--- PROBLEM DETAILS ---
Select every line in the data below that contains the word "page", and copy each such line in full.

--- DATA PROVIDED ---
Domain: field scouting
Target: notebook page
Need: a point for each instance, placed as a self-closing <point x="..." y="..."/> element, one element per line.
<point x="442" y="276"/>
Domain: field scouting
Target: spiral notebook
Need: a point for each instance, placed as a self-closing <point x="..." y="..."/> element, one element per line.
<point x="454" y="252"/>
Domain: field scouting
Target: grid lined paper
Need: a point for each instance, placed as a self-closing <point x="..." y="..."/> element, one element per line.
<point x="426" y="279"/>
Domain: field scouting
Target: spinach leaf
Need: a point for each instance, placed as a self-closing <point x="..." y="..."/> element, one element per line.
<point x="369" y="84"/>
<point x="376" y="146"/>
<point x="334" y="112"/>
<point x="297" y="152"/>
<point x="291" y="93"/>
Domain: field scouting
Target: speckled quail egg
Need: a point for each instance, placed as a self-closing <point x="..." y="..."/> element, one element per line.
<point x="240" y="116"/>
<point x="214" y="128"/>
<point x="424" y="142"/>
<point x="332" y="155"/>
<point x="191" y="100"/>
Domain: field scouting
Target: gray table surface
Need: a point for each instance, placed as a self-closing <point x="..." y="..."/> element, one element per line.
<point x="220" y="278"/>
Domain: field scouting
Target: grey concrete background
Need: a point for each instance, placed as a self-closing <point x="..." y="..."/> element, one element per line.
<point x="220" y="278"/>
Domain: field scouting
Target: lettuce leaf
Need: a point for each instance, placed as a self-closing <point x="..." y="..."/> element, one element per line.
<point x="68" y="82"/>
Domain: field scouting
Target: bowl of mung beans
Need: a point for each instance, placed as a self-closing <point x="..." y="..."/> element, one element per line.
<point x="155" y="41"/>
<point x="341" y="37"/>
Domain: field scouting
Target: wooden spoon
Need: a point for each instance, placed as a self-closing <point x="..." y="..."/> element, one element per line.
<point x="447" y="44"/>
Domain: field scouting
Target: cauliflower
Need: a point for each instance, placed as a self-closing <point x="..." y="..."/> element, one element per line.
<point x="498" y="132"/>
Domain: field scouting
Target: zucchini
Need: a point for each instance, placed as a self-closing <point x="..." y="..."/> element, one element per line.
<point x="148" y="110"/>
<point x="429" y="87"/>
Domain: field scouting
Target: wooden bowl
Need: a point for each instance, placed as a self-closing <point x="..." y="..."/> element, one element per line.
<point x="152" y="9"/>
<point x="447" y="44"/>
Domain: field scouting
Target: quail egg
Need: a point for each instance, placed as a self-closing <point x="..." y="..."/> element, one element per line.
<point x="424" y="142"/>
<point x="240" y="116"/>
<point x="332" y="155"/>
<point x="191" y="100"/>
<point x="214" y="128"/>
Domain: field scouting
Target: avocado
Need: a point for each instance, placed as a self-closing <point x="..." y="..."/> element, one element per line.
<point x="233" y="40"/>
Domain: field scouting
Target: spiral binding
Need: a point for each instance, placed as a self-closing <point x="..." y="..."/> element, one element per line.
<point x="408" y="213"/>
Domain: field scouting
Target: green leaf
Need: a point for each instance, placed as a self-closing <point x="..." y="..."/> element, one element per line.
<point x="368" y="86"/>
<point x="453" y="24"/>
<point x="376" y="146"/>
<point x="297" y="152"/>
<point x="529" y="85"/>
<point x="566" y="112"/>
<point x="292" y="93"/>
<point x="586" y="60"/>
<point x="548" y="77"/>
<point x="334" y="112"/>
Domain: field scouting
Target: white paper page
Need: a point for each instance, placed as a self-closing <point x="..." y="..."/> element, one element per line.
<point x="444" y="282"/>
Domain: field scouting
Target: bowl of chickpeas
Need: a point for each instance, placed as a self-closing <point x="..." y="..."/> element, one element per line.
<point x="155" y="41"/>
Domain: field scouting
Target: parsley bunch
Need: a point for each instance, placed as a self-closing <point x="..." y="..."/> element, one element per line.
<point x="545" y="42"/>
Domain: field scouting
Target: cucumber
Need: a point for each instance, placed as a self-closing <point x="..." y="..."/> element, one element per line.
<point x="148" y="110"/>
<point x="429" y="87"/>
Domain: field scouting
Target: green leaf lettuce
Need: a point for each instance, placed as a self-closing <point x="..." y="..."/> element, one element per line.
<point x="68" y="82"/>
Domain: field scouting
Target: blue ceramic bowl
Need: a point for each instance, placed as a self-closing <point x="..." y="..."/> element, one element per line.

--- TASK ANSWER ---
Target: notebook page
Target: white paper page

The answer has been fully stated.